From that moment on, Online DDL operations will throttle on both high lag as well as on high threads_running. If either these values exceeds its respective threshold, Online DDL gets throttled. However, it's important to note the scope of the metrics, which is left to the defaults here. To elaborate, it is possible to further indicate metric scopes, for example:

$ vtctldclient UpdateThrottlerConfig --app-name "online-ddl" --app-metrics "lag,threads_running,shard/loadavg" commerce

In this example, Online DDL will throttle when:

  • The highest lag value across all tablets in the shard exceeds the lag threshold (lags default scope is shard), or
  • The number of threads_running on the Primary exceeds its threshold (threads_running's default scope is self), or
  • The highest loadavg value across all tablets in the shard exceeds its threshold (loadavg's default scope is self, but the assignment explicitly required shard scope).

It's possible to set metrics for the all app. Continuing our example setup, we now:

$ vtctldclient UpdateThrottlerConfig --app-name "all" --app-metrics "lag,custom" commerce

Checks made to the throttler by online-ddl or any multi-named app such as vcopier:d666bbfc_169e_11ef_b0b3_0a43f95f28a3:vreplication:online-ddl, throttle based on lag,threads_running,shard/loadavg, because that's an explicit assignment:

$ vtctldclient CheckThrottler --app-name online-ddl zone1-0000000100  | jq .
{
  "status_code": 200,
  "value": 1.473868,
  "threshold": 5,
  "error": "",
  "message": "",
  "recently_checked": true,
  "metrics": {
    "lag": {
      "name": "lag",
      "status_code": 200,
      "value": 1.473868,
      "threshold": 5,
      "error": "",
      "message": "",
      "scope": "shard"
    },
    "loadavg": {
      "name": "loadavg",
      "status_code": 200,
      "value": 0.00375,
      "threshold": 2.5,
      "error": "",
      "message": "",
      "scope": "shard"
    },
    "threads_running": {
      "name": "threads_running",
      "status_code": 200,
      "value": 2,
      "threshold": 100,
      "error": "",
      "message": "",
      "scope": "self"
    }
  }
}

Checks made by other apps, e.g. vreplication, will now throttle based on lag,custom. vreplication does not have any assigned metrics, and therefore falls under all's assignments.

$ vtctldclient --server localhost:15999 CheckThrottler --app-name vreplication zone1-0000000100  | jq .
{
  "status_code": 429,
  "value": 20.973689,
  "threshold": 5,
  "error": "threshold exceeded",
  "message": "threshold exceeded",
  "recently_checked": true,
  "metrics": {
    "custom": {
      "name": "custom",
      "status_code": 200,
      "value": 0,
      "threshold": 0,
      "error": "",
      "message": "",
      "scope": "self"
----------
▸ WHAT YOU SHOULD DO: Write the next portion of the throttler metrics passage above, beginning immediately after its final line.

(Excerpts from labeled region data)
----------
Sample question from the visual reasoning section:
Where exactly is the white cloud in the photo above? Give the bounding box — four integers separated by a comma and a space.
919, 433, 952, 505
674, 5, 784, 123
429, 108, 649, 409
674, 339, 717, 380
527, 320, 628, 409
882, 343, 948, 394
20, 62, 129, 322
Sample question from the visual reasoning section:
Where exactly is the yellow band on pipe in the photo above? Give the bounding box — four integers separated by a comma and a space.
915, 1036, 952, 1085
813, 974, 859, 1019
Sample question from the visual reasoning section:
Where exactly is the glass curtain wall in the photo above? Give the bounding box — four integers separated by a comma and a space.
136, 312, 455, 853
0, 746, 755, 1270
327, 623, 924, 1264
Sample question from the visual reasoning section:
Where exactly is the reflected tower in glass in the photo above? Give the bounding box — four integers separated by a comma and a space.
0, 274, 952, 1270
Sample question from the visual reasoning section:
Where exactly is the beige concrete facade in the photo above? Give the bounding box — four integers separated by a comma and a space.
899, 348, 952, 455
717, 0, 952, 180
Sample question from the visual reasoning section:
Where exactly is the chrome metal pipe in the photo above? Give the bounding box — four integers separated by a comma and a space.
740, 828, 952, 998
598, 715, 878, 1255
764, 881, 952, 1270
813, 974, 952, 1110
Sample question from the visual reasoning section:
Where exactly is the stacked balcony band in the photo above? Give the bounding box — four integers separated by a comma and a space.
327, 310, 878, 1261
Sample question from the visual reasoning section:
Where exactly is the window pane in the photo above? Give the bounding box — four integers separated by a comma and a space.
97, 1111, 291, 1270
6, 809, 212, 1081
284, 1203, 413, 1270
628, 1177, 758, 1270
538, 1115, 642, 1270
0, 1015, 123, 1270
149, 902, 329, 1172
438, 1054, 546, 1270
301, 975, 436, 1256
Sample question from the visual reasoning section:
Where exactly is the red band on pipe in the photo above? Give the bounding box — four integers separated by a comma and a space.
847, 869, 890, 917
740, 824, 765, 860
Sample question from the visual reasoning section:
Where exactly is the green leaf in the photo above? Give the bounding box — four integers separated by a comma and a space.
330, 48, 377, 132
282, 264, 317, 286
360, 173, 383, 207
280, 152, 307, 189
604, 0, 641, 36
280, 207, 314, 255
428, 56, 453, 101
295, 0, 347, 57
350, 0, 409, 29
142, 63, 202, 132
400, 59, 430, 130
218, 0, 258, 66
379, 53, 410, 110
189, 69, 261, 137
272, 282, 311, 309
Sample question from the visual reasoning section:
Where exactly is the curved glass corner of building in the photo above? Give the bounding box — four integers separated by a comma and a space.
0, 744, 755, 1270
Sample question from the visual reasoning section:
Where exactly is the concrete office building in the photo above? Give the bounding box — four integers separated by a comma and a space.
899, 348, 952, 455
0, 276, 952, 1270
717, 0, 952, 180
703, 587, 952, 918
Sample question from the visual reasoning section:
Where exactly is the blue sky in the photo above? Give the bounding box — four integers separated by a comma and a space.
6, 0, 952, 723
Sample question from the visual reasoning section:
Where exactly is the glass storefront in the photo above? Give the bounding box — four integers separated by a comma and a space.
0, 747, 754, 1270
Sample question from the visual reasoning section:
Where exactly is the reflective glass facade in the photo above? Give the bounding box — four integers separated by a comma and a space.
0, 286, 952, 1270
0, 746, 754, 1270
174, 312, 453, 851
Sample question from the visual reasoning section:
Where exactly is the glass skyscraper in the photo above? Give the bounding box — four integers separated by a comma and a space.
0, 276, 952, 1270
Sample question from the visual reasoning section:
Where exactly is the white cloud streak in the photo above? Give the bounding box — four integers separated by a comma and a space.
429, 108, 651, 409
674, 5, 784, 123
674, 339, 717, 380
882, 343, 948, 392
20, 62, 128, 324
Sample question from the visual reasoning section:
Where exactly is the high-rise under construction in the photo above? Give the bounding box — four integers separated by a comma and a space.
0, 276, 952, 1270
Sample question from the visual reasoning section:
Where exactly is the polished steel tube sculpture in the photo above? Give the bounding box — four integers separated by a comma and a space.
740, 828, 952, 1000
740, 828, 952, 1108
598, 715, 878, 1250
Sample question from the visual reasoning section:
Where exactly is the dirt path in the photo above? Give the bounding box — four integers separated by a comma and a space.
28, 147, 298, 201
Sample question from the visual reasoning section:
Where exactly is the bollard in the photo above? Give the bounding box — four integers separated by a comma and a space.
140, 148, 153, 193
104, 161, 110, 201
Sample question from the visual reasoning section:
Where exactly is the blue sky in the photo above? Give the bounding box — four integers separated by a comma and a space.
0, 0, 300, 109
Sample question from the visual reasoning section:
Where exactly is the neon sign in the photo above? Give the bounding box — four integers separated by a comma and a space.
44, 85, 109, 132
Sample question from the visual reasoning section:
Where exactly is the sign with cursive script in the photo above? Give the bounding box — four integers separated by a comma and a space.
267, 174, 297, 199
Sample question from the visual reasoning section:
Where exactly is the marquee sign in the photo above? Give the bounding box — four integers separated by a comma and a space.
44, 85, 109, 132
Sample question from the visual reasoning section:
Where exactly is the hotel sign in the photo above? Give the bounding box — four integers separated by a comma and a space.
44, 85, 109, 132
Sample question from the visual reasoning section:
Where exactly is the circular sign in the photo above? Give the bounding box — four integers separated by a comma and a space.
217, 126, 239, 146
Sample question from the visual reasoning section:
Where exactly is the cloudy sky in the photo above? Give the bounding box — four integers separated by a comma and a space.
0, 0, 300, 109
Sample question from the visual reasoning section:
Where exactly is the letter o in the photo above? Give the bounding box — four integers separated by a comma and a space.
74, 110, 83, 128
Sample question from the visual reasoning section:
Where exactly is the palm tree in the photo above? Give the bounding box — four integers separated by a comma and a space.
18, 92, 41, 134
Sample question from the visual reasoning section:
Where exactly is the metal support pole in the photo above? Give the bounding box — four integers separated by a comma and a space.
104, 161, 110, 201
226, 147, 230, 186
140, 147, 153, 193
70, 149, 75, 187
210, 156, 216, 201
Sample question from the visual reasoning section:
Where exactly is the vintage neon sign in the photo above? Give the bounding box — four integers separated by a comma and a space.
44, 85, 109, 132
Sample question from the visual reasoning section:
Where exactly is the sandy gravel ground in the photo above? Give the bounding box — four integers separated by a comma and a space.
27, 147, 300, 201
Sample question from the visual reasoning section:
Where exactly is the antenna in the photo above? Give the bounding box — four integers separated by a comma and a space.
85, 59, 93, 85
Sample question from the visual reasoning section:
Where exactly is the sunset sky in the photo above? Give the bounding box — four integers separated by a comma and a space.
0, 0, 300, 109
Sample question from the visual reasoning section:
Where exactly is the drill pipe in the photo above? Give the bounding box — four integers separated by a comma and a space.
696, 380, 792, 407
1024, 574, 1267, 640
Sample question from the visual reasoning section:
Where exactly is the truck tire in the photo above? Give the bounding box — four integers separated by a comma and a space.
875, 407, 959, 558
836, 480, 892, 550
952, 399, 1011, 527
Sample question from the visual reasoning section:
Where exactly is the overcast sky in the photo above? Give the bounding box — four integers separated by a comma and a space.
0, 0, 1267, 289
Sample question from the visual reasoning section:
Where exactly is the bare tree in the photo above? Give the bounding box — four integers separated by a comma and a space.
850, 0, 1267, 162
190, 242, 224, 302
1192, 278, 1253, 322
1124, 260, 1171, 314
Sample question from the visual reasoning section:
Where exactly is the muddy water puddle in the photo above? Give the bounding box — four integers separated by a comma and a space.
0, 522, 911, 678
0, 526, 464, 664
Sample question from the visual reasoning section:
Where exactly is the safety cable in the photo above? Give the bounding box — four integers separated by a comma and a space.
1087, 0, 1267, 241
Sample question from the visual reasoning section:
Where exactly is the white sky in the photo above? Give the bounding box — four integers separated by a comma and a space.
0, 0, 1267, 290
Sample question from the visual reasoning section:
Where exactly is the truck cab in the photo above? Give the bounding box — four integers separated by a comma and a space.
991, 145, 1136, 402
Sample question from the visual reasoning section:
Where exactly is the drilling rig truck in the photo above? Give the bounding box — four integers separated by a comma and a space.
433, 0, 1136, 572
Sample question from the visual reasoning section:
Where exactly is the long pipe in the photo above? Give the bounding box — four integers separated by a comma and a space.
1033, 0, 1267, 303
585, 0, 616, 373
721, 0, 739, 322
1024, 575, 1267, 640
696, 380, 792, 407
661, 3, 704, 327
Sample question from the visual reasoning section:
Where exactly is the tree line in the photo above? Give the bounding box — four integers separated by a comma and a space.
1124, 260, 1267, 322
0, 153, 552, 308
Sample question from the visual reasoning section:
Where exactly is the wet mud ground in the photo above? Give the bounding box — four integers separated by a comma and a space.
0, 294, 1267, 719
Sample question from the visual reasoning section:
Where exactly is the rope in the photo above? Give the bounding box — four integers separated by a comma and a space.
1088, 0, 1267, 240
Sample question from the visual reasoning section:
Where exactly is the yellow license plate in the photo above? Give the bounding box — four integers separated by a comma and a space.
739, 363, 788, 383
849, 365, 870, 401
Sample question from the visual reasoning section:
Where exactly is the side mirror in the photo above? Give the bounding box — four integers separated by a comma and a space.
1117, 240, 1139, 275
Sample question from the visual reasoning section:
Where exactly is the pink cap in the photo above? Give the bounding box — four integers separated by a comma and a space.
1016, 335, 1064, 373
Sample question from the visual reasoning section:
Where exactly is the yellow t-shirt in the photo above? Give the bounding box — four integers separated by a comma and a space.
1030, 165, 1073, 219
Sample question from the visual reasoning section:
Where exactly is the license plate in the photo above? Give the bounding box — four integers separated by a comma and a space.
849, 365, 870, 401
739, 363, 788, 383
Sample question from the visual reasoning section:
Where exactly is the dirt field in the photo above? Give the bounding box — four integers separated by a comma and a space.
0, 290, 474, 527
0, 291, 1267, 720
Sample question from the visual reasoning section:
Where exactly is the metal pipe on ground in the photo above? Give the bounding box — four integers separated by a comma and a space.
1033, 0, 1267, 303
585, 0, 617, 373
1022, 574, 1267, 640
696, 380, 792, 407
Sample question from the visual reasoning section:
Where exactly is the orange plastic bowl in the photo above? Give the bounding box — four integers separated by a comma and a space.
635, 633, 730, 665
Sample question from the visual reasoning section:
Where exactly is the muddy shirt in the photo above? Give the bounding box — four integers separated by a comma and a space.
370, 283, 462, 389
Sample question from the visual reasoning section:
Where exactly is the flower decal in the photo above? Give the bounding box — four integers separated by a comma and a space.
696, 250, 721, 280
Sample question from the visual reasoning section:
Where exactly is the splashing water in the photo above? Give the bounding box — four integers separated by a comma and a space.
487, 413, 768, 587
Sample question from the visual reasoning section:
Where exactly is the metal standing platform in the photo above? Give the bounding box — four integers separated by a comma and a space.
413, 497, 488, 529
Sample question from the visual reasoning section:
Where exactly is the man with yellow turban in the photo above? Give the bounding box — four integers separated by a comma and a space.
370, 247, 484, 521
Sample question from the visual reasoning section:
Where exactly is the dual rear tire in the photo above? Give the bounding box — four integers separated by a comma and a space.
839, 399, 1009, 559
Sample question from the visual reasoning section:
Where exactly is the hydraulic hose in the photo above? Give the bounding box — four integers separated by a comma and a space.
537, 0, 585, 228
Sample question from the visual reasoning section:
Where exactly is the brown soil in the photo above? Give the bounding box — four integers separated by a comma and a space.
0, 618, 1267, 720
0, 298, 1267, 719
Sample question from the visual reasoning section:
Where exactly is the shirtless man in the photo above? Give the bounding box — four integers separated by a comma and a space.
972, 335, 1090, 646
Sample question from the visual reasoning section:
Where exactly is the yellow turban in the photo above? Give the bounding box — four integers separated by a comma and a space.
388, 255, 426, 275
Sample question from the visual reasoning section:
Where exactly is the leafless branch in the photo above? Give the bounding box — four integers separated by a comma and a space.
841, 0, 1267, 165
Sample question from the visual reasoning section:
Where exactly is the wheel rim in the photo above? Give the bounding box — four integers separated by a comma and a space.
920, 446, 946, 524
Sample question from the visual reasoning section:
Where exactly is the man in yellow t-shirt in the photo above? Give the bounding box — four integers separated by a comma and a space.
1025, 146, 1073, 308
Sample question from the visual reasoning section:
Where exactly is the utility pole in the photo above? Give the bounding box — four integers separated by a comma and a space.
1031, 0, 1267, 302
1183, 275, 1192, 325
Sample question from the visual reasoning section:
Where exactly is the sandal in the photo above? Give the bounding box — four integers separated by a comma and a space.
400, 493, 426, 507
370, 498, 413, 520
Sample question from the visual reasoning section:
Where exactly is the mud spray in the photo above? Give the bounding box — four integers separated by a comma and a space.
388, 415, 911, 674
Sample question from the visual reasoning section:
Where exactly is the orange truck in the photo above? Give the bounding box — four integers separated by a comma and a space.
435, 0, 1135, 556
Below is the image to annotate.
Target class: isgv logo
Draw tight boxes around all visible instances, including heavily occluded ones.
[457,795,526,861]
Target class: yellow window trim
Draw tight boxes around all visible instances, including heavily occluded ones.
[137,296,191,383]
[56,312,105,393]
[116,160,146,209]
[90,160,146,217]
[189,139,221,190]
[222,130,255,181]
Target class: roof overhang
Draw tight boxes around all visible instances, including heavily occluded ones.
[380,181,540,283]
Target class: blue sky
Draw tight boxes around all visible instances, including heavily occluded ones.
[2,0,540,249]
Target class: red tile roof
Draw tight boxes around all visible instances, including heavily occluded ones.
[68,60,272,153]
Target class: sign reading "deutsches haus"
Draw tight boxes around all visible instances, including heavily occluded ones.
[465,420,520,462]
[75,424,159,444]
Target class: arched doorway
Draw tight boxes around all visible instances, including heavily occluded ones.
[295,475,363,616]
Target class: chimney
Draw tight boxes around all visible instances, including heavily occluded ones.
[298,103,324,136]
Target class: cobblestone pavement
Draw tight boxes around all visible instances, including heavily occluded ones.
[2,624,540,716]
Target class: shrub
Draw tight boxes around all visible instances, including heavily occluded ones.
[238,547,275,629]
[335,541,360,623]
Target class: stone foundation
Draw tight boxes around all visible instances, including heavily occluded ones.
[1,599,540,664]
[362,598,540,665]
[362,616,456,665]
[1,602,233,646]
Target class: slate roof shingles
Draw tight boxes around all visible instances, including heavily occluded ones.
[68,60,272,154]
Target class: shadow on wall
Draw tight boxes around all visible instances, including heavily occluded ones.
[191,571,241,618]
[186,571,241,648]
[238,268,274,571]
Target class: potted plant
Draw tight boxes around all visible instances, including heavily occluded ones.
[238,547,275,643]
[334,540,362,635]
----------
▸ FINAL ANSWER:
    },
    "lag": {
      "name": "lag",
      "status_code": 429,
      "value": 20.973689,
      "threshold": 5,
      "error": "",
      "message": "threshold exceeded",
      "scope": "shard"
    }
  }
}

The assignments are visible in the throttler status:

$ vtctldclient GetThrottlerStatus zone1-0000000101  | jq .app_checked_metrics
{
  "all": "lag,custom",
  "online-ddl": "lag,threads_running,shard/loadavg"
}

To deassign metrics from an app, supply an empty value like so:

$ vtctldclient UpdateThrottlerConfig --app-name "all" --app-metrics "" commerce

The special app vitess is internally assigned all known metrics, at all times.

App rules #

The user may impose additional throttling rules on any given app. A rule is limited by a duration (after which the rule expires and removed), and can:

  • Further rejecting checks based on a rejection ratio (0.0 for no extra rejection .. 1.0 for complete rejection) before even checking actual metrics/thresholds. This effectively "slows down" the app.
  • Or, completely exempt the app: the throttler will always allow the app to proceed irrespective of metric values or assigned app metrics.

Examples:

Throttle vreplication app, so that 80% of its checks are denied before even consulting actual metrics. The rule auto-expires after 30 minutes. Note: the rest of 20% checks still need to comply with actual metrics/thresholds.

$ vtctldclient UpdateThrottlerConfig --throttle-app "vreplication" --throttle-app-ratio "0.8" --throttle-app-duration "30m" commerce

Exempt vreplication from being throttled, even if metrics exceed their thresholds (e.g. even if lag is high). Expire after 1 hour:

$ vtctldclient UpdateThrottlerConfig --throttle-app "vreplication" --throttle-app-duration "1h" --throttle-app-exempt commerce

The all app is accepted, and applies to all apps that do not otherwise have a specific rule. Examples:

$ vtctldclient UpdateThrottlerConfig --throttle-app "all" --throttle-app-ratio "0.25" --throttle-app-duration "1h" commerce
$ vtctldclient UpdateThrottlerConfig --throttle-app "online-ddl" --throttle-app-ratio "0.80" --throttle-app-duration "1h" commerce

In the above we push back 25% of checks for all apps, irrespective of actual metrics, except for online-ddl checks, where we reject 80% of its checks.

$ vtctldclient UpdateThrottlerConfig --throttle-app "all" --throttle-app-ratio "0.8" --throttle-app-duration "1h" commerce
$ vtctldclient UpdateThrottlerConfig --throttle-app "vreplication" --throttle-app-duration "1h" --throttle-app-exempt commerce

In the above we push back 80% of checks from all apps, except for vreplication which is completely exempted.

It is possible to expire (remove the rule) early via:

$ vtctldclient UpdateThrottlerConfig --unthrottle-app "vreplication" commerce

Commands and flags #

These are the vtctldclient commands to control or query the tablet throttler:

UpdateThrottlerConfig #

Use vtctldclient's UpateThrottlerConfig to configure the throttler.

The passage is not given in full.